▸ Your goal
In the data below, how many lines contain the string "ridgeline"? Reply with the number only.

▸ Records to use
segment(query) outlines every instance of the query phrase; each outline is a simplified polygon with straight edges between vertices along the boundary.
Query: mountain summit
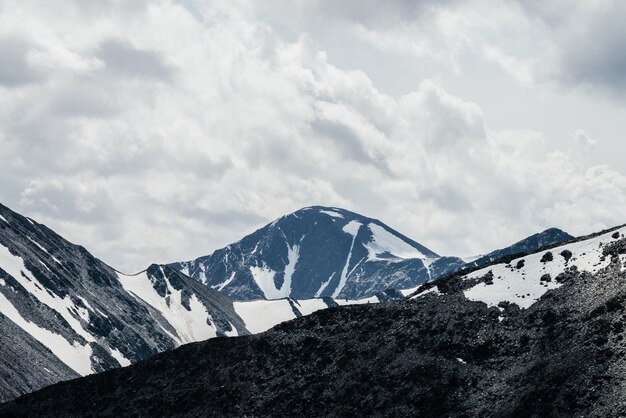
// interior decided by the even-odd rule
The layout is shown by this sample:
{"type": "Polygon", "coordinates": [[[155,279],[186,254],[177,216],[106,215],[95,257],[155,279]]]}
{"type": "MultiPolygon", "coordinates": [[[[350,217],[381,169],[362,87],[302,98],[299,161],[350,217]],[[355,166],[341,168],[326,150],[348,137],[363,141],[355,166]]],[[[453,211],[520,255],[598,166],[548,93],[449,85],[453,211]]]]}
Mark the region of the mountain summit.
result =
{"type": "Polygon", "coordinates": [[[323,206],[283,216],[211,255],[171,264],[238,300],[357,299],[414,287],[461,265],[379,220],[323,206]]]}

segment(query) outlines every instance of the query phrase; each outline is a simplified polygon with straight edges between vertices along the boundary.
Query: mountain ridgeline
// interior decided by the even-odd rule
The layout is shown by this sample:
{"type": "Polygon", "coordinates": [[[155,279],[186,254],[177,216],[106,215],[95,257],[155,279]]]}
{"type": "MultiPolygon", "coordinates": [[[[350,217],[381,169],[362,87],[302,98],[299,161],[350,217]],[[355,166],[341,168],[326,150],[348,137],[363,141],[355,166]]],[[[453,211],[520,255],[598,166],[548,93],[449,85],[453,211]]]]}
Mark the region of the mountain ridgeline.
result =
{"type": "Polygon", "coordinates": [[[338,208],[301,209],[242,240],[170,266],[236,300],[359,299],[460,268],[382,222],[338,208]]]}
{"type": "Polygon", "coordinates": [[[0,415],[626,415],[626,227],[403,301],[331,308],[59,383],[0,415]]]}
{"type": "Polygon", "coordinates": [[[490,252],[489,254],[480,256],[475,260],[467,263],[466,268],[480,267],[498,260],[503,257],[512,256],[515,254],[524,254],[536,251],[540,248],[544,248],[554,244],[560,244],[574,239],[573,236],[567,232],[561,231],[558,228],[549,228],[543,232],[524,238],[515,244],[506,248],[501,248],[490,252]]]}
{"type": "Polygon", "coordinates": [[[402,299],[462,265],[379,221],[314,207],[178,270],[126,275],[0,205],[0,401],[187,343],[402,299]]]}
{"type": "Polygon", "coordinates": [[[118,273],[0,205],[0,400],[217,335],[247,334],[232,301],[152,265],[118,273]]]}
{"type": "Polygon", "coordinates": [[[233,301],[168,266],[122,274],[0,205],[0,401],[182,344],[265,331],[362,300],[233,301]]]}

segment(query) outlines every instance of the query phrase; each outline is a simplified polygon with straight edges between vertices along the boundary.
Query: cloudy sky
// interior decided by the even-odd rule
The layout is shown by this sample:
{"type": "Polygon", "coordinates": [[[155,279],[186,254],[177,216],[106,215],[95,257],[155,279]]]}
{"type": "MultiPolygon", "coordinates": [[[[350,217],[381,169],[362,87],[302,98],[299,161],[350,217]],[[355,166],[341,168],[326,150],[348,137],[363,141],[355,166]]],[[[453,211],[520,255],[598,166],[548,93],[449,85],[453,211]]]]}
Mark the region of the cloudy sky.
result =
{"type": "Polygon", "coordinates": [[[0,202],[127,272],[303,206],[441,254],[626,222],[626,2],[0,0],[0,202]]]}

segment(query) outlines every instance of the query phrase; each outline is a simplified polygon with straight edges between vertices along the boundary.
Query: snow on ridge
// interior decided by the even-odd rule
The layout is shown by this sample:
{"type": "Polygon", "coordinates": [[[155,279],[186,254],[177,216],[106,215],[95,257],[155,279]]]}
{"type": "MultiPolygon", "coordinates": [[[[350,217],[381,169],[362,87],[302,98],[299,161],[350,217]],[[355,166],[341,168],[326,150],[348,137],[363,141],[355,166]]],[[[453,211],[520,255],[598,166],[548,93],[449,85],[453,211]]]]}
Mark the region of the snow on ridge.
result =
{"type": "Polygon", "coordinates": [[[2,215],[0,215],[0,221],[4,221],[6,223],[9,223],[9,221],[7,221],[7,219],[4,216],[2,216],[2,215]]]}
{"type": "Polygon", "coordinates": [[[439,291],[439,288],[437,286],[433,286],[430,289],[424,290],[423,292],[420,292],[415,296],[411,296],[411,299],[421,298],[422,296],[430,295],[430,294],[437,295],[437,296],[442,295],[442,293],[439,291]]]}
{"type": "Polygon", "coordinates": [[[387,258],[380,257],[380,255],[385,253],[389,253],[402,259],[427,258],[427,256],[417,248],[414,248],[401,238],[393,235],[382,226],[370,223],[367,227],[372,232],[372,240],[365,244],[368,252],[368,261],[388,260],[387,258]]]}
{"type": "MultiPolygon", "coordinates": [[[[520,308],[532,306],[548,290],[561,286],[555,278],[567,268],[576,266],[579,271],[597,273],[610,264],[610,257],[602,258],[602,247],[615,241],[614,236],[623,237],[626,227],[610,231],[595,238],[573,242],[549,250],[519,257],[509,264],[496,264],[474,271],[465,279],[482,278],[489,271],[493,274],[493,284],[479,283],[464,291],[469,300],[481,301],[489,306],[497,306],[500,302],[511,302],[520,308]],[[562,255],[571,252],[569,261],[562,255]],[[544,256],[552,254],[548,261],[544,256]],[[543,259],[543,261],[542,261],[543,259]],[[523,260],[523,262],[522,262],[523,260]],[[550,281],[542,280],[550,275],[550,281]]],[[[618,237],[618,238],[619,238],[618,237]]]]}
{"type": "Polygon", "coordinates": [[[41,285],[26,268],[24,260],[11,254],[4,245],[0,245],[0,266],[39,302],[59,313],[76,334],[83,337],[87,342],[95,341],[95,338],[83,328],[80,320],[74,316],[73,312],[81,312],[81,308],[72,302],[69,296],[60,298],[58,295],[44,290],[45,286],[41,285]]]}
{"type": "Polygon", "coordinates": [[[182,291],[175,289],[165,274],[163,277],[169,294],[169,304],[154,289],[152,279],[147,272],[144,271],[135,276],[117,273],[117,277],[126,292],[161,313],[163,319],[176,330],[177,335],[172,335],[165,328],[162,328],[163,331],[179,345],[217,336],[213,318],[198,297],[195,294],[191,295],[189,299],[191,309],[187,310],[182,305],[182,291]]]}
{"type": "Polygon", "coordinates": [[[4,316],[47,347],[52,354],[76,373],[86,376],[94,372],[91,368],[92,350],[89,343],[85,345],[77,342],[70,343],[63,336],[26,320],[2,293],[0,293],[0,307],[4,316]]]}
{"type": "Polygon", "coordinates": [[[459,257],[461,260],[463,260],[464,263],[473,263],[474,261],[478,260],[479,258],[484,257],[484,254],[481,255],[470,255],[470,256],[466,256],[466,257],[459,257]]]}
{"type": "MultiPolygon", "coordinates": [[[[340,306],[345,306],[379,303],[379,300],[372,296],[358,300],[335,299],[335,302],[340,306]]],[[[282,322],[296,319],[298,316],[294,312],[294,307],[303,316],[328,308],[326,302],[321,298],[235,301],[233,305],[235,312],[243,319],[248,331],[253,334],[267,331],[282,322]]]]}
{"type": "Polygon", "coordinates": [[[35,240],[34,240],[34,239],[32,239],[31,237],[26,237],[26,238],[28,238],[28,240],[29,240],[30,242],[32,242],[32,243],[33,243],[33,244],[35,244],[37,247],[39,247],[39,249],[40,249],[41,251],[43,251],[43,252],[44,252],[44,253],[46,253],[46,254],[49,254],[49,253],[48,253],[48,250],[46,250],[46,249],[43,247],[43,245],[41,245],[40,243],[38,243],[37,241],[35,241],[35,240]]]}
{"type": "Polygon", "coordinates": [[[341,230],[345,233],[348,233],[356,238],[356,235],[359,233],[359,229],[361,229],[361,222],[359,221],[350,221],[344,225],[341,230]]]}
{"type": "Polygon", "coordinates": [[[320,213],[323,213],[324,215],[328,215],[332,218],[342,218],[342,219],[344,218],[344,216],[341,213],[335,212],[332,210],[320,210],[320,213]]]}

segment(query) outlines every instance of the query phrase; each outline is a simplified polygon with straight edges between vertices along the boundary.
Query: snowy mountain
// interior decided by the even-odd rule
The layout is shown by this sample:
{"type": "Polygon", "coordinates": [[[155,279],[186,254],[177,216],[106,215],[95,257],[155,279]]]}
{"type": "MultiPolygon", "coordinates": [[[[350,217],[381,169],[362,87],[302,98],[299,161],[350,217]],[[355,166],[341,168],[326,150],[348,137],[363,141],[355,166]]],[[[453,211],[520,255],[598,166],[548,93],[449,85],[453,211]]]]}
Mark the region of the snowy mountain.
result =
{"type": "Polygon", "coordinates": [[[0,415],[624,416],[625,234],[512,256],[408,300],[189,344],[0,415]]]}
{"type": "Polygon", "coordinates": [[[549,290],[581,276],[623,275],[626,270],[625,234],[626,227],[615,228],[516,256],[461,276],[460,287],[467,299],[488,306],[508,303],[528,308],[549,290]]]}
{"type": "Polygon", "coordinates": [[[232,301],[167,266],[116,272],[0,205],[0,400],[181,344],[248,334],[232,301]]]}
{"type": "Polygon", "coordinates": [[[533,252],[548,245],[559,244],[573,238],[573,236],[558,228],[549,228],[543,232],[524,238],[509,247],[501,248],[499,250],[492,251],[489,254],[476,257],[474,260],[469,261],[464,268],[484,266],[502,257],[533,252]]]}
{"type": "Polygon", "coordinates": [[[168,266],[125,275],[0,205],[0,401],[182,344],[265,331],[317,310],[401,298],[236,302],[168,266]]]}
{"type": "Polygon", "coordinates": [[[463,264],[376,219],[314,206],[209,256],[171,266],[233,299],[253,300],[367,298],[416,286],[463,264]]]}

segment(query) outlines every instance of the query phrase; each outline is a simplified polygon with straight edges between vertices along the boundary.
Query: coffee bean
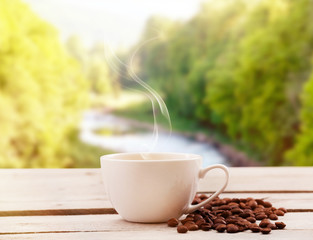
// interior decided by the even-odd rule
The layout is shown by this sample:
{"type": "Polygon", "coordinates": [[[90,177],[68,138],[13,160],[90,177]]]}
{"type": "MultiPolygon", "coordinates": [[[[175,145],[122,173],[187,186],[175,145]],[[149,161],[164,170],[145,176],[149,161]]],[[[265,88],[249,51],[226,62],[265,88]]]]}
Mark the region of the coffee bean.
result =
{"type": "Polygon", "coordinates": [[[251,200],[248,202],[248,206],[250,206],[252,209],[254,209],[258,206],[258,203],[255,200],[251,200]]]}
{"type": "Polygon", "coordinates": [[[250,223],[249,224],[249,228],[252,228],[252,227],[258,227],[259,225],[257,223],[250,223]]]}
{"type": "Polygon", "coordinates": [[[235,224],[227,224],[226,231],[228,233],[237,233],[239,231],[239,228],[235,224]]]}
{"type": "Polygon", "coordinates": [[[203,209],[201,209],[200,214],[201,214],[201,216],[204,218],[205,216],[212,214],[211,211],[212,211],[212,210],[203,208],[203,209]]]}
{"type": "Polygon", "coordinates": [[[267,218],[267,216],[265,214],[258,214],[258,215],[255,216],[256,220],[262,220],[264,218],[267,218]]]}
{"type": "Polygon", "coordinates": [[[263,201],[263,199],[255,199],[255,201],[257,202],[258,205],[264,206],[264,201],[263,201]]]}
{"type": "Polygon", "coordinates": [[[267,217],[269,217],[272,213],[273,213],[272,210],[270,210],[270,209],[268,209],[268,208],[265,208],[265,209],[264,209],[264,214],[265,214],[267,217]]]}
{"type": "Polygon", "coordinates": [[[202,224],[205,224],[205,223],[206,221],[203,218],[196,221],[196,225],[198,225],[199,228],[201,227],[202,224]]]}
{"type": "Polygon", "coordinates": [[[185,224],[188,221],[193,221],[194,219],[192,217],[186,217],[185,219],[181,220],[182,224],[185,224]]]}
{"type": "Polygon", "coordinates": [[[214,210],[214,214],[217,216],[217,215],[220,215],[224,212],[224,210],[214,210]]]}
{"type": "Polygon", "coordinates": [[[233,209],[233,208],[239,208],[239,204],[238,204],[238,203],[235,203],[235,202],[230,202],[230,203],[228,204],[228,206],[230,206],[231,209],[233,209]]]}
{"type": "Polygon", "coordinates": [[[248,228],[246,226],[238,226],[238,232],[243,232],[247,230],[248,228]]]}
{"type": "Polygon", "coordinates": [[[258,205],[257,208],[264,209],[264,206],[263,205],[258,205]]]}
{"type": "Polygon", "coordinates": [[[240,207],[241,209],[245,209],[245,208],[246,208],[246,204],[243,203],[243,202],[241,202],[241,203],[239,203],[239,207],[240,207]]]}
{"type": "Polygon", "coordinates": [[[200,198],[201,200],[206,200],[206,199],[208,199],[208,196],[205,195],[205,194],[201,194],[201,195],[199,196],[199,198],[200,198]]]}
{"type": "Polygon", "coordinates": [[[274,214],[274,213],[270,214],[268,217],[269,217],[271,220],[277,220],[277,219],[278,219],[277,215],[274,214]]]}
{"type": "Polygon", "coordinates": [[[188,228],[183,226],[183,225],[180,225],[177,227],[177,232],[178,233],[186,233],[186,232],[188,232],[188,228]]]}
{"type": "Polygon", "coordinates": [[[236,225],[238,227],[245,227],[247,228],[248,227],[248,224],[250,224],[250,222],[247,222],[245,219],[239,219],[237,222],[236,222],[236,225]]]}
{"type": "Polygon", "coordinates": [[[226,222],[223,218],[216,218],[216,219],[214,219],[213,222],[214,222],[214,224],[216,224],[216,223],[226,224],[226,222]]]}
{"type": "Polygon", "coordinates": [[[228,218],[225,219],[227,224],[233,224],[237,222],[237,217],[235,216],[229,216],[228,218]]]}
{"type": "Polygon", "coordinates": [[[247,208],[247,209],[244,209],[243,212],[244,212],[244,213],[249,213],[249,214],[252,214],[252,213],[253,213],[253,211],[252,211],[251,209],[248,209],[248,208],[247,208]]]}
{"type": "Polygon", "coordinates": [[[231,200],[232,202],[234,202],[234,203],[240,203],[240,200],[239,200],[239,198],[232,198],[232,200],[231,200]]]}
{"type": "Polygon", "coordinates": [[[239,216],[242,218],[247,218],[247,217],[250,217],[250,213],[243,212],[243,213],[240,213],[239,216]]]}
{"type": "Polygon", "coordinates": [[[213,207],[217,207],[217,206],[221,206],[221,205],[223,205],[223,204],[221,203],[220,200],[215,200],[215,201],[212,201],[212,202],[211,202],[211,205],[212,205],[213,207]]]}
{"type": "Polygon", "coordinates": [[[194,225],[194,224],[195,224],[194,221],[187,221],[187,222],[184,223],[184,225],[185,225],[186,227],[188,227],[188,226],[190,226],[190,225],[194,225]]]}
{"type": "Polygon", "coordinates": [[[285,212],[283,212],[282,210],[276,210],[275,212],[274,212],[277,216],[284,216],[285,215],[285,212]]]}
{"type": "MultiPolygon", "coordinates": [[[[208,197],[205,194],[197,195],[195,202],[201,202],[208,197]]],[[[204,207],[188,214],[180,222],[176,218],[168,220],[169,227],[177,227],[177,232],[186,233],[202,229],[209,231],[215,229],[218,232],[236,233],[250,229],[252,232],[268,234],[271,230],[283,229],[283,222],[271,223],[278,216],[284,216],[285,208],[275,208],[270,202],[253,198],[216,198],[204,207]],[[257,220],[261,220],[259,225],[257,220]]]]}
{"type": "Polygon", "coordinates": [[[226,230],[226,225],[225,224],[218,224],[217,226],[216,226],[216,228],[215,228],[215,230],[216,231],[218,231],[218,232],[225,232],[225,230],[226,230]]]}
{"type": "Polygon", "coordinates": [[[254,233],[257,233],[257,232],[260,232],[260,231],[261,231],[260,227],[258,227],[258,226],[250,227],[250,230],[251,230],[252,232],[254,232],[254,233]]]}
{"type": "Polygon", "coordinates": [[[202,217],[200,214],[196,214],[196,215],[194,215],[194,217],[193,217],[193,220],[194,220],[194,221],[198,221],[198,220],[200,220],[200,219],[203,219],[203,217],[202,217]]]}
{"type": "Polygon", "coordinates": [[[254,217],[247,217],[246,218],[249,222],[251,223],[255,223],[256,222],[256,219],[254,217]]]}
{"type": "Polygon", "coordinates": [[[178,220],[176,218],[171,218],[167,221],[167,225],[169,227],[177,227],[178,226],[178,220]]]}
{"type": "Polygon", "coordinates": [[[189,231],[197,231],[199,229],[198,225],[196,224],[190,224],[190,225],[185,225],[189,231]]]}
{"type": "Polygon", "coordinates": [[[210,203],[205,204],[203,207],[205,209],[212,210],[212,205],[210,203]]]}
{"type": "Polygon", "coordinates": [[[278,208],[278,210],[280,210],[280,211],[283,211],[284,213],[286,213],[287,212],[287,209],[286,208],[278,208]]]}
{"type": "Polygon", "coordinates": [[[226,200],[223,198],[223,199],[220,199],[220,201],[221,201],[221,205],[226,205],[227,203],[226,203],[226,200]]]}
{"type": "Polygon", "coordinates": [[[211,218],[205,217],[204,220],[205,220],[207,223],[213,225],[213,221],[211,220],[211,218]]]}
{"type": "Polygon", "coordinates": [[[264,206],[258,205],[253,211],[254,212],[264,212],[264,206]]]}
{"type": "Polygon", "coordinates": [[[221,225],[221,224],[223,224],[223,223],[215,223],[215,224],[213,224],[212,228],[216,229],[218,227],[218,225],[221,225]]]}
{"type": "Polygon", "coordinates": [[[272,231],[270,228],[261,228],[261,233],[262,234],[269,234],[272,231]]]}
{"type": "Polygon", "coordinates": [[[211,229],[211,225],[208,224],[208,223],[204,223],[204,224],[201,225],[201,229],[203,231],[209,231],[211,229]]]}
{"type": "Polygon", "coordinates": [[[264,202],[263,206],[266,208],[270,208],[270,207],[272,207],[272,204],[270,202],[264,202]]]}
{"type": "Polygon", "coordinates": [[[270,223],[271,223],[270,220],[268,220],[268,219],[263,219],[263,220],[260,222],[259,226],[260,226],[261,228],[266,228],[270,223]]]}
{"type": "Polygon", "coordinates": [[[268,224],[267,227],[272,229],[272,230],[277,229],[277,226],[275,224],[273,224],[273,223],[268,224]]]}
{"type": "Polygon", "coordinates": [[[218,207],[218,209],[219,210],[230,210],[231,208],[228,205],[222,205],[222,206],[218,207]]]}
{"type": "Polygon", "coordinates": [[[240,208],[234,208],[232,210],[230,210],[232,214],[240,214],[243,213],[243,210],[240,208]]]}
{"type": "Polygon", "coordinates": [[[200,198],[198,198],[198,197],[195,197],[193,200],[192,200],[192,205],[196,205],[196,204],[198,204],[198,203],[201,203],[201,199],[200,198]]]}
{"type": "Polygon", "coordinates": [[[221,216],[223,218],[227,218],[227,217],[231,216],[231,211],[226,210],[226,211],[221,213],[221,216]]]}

▸ Written solution
2